→ Passage for review
The neverending sorrow


Adding substance to headline rhetoric


Published: May 15 2018, 01:01:am



Monday, October 28, 1991.
DEADLY CURRENTS. Documentary examination of the Palestinian-Israeli conflict. Music by Stephen Price. Produced and directed by Simcha Jacobovici. Running time: 115 minutes. Rated Mature with the B.C. Classifier’s warning: scenes of violence, occasional very coarse language and nudity.
THE QUESTION IS put with scholarly detachment.
    "We have to look at what it means to have the Jewish state of Israel in the Middle East," says a bearded, pleasant-looking professor in Simcha Jacobovici's documentary Deadly Currents.
    And what does it mean?
    Without hesitation, Jacobovici cuts from the interview to a closeup of rifle mechanisms being cleaned and loaded by Israeli soldiers.
    The question is on the table in Madrid this week [1991] as Presidents George Bush and Mikhail Gorbachev play host to an international conference convened to discuss issues of peace and war in the Middle East
    After more than 30 years of jockeying for influence in the region by supplying arms and munitions to their client states, these "great powers" are now, in the words of the old joke, counselling Muslims and Jews to act like Christians.
    There is madness here. In the streets of Tel Aviv, Jacobovici found Juliano Mer, an adult child of the conflict and the product of a tragically broken homeland.
    His father, Mer tells us, was an Arab, while his mother was a Jew. Because his father was a distant, angry man, Mer preferred his mother, and initially favoured Israel to the point of serving in "the parachutes."

→ Exercise set
1/ In the Deadly Currents review, rewrite the passage that begins at the words "Adding substance to" and stops after "documentary Deadly Currents.", substituting "lecturer" for "professor".
2/ Continue the review of Deadly Currents from its last sentence.

(Segmentation mask data)
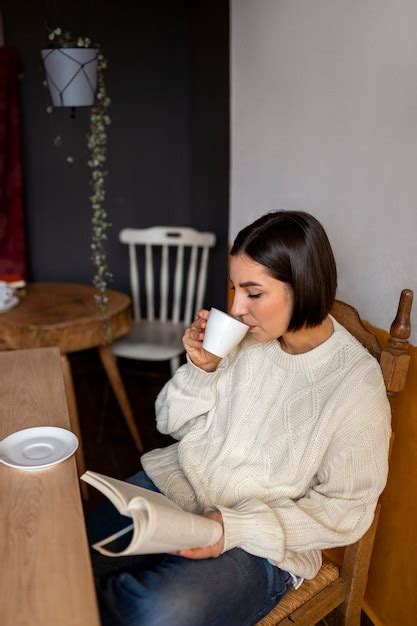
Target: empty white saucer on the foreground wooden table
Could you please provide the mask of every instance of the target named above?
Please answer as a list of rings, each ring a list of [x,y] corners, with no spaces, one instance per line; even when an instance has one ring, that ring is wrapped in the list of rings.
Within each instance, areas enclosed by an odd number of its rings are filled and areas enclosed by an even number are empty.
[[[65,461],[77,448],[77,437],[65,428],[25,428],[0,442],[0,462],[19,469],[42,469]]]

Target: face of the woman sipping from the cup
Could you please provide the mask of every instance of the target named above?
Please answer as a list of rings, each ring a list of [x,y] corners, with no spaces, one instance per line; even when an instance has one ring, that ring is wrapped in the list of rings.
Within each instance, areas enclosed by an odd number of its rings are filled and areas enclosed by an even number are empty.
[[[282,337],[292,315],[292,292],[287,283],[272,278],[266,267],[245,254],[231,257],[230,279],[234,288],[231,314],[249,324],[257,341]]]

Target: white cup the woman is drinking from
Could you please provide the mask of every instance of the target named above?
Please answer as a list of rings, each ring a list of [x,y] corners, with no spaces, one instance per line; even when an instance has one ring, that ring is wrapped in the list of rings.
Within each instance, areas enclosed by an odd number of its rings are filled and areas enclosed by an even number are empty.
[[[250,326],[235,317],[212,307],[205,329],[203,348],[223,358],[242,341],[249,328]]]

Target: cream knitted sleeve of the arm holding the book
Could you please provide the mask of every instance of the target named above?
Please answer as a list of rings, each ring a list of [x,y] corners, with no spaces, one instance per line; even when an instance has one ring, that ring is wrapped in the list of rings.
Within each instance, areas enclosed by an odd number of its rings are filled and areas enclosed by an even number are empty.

→ Exercise results
1/
Adding substance to headline rhetoric


Published: May 15 2018, 01:01:am



Monday, October 28, 1991.
DEADLY CURRENTS. Documentary examination of the Palestinian-Israeli conflict. Music by Stephen Price. Produced and directed by Simcha Jacobovici. Running time: 115 minutes. Rated Mature with the B.C. Classifier’s warning: scenes of violence, occasional very coarse language and nudity.
THE QUESTION IS put with scholarly detachment.
    "We have to look at what it means to have the Jewish state of Israel in the Middle East," says a bearded, pleasant-looking lecturer in Simcha Jacobovici's documentary Deadly Currents.

2/
    Disillusioned with military orthodoxy, he later turned radical, espousing the cause of the Palestinian Liberation Organization (PLO). Still later, and still further disillusioned, he fled to the Philippines, where he sought enlightenment in drugs.
    Jacobovici encountered Mer in Tel Aviv, a street performer enraging passers-by with his political pantomime. In his angry, provocative dumb show, Mer makes explicit the madness of the present situation.
    Like Mer, Jacobovici is less interested in causes than effects. His Deadly Currents opens with a brief historical summary juxtaposed with evocative black-and-white footage of Israeli occupation forces patrolling the ancient streets of the West Bank city of Nablus.
    Though Israeli-born and Jewish, Jacobovici is at pains to present a scrupulously fair account. Together with his crew, he sought out those engaged on the front lines of the intifada: Israeli troops, Palestinian resistance fighters, network television newsmen and activist artists.
    To be fair, he listens to various spokespersons and analysts. As a result, we hear of the tangled strands of history and belief that give shape to this blood-soaked knot.
     More important to our understanding, though, are the individuals wrestling with despair in the face of official madness.
    What are we to make of Israel's young soldiers, sworn to be resolute, yet struggling internally with the justice of their mission?
    Or of the masked, pitiless Palestinian youths terrorizing their own Arab neighbours for acts of "collaboration" with the Israeli "enemy"? Or the physically courageous, morally empty newsmen who go about their jobs with fine, neutral cynicism?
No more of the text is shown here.